Aim 1:
Count the lines in the listing below that contain the string "plastic", treating uppercase and lowercase as different. Reply with the number alone.

Selected passage:
----
BOSTON — As G20 leaders snake their way to Pittsburgh from all corners, they face very different circumstances from 12 months ago when the possibility of financial and economic catastrophe was all too real.

It's still ugly out there, of course, as millions of unemployed workers would glumly attest — from Britain to Canada, to Russia, South Africa and beyond.

But it is getting better.

America's $14 trillion economy is "very likely out of recession," according to U.S. Federal Reserve Chairman Ben Bernanke. Europe's two biggest economies — Germany and France — are growing again. Emerging powers China and India have resumed their rapid rises, while South America's economic giant Brazil has escaped the crisis, too.

So as G20 leaders haggle over the topics at hand in Pittsburgh — weighing additional stimulus measures, improving oversight of the global financial system, addressing the excesses of executive pay, boosting international trade, slowing global climate change — the economic landscape has, thankfully, changed for the better.

But don't be fooled by the return of relative calm to the G20 bloc. There will be blood. A meltdown of this magnitude claims many victims.

The question now is who will suffer the most from a crisis that swept from the casino canyons of Wall Street, to the smoke-choked factories of Guangdong, to the snowy peaks of the Andes. And, more importantly, what can be done about it? We heard one troubling hint last week from World Bank president Robert Zoellick: the poor. The World Bank predicts an additional 89 million people will be thrown into extreme poverty by the end of next year, defined as those subsisting on less than $1.25 a day. “The poor and most vulnerable are at greatest risk from economic shocks —  families are pushed into poverty, health conditions deteriorate, school attendance declines and progress in other critical areas is stalled or reversed," Zoelick said upon release of the Sept. 16 report, which focused on the world's 43 poorest nations.

So why does this matter, you ask?

While low-income countries contribute less in terms of output than G20 nations, they play an increasingly important role in the global economy. And most have been severely damaged by the darkness of the past 12 months, as GlobalPost coverage of the meltdown has consistently shown.
----
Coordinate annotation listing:
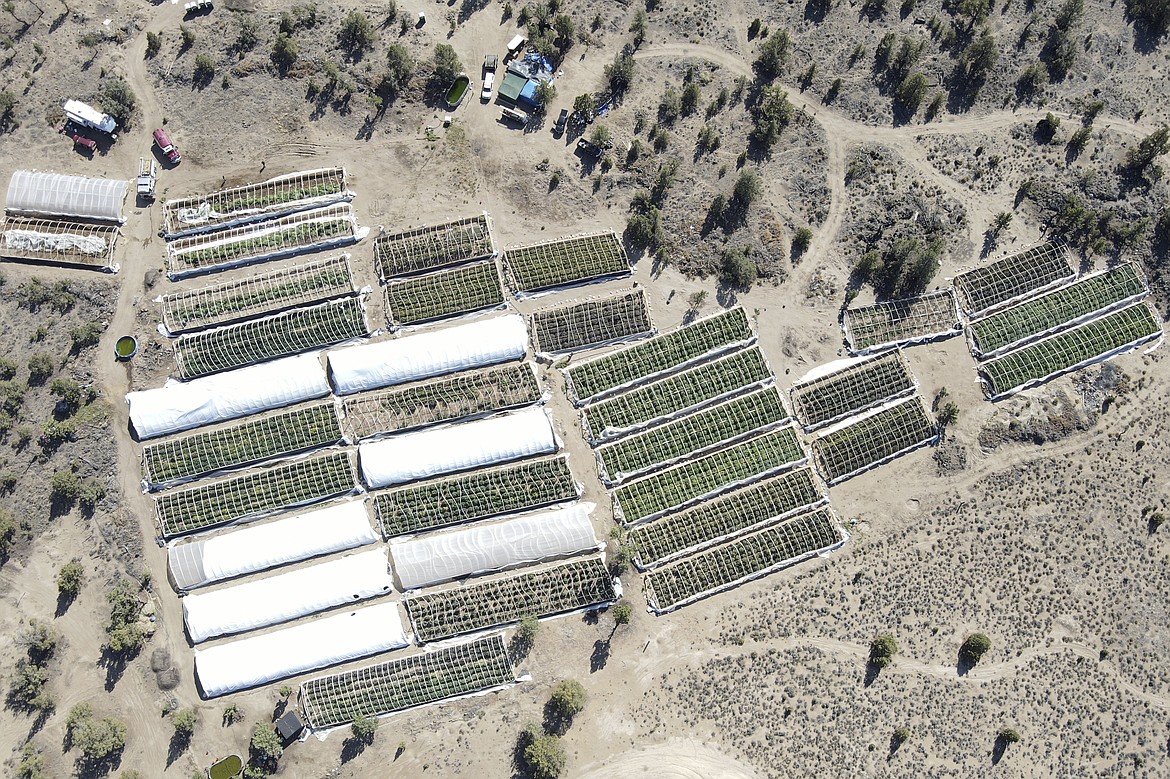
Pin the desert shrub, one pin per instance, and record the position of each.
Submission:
(284, 52)
(205, 67)
(882, 650)
(446, 63)
(97, 739)
(266, 743)
(737, 269)
(975, 646)
(184, 722)
(770, 116)
(568, 698)
(123, 634)
(623, 614)
(364, 729)
(620, 73)
(70, 578)
(773, 55)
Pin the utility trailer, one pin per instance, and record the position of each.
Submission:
(88, 116)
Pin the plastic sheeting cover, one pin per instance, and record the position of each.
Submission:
(332, 529)
(184, 405)
(440, 557)
(476, 344)
(31, 192)
(286, 597)
(468, 445)
(301, 648)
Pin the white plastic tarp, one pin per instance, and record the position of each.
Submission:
(439, 557)
(184, 405)
(332, 529)
(56, 194)
(475, 344)
(287, 597)
(280, 654)
(458, 447)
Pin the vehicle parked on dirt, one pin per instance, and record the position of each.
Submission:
(590, 149)
(514, 115)
(167, 146)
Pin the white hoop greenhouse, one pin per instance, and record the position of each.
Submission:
(287, 597)
(180, 406)
(459, 447)
(280, 654)
(440, 557)
(370, 366)
(55, 194)
(332, 529)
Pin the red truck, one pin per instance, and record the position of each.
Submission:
(167, 146)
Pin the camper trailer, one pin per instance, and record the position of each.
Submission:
(90, 117)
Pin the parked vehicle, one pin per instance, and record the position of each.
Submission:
(590, 149)
(167, 146)
(514, 115)
(90, 117)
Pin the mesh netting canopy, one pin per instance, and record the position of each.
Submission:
(280, 654)
(31, 192)
(286, 597)
(332, 529)
(446, 449)
(180, 406)
(491, 546)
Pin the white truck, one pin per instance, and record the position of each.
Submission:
(90, 117)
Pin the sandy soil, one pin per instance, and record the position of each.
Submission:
(1037, 539)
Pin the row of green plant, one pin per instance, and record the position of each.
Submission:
(252, 246)
(499, 601)
(667, 489)
(1059, 353)
(277, 336)
(895, 322)
(852, 390)
(444, 294)
(479, 495)
(432, 247)
(659, 354)
(678, 392)
(565, 262)
(854, 447)
(582, 325)
(240, 445)
(266, 195)
(406, 682)
(727, 515)
(1011, 277)
(727, 564)
(390, 411)
(295, 483)
(702, 429)
(1054, 309)
(255, 296)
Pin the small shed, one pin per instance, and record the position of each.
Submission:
(513, 85)
(289, 726)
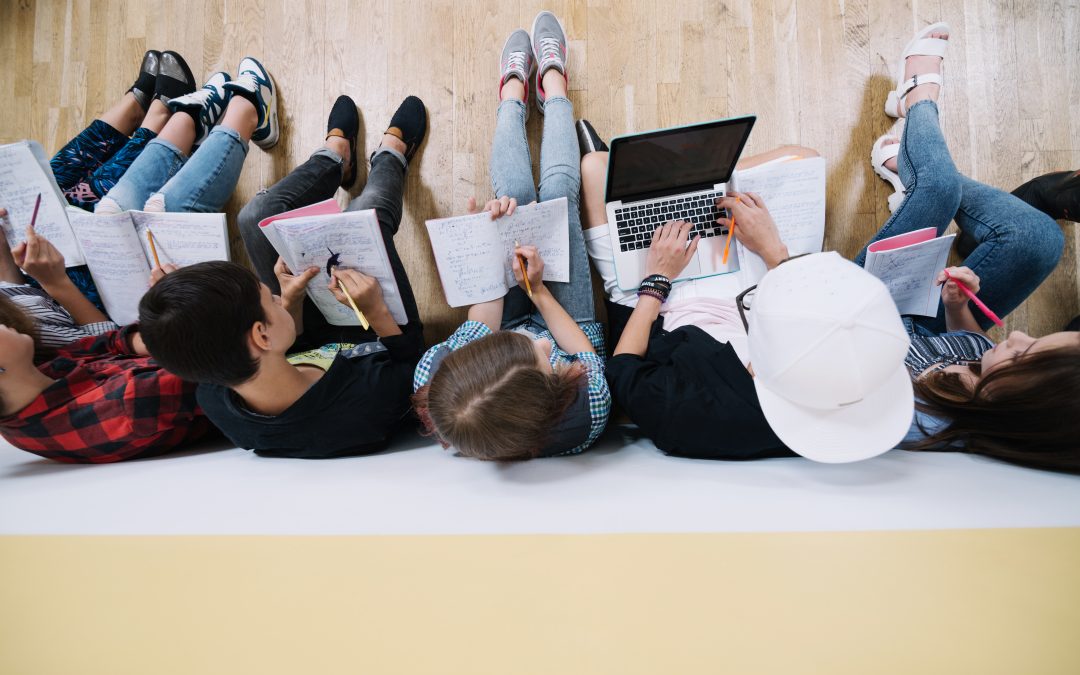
----
Aim 2:
From the G20 article above, copy the passage between "BOSTON — As" and "the crisis, too.", inclusive.

Task answer 1:
2

Task answer 2:
BOSTON — As G20 leaders snake their way to Pittsburgh from all corners, they face very different circumstances from 12 months ago when the possibility of financial and economic catastrophe was all too real.

It's still ugly out there, of course, as millions of unemployed workers would glumly attest — from Britain to Canada, to Russia, South Africa and beyond.

But it is getting better.

America's $14 trillion economy is "very likely out of recession," according to U.S. Federal Reserve Chairman Ben Bernanke. Europe's two biggest economies — Germany and France — are growing again. Emerging powers China and India have resumed their rapid rises, while South America's economic giant Brazil has escaped the crisis, too.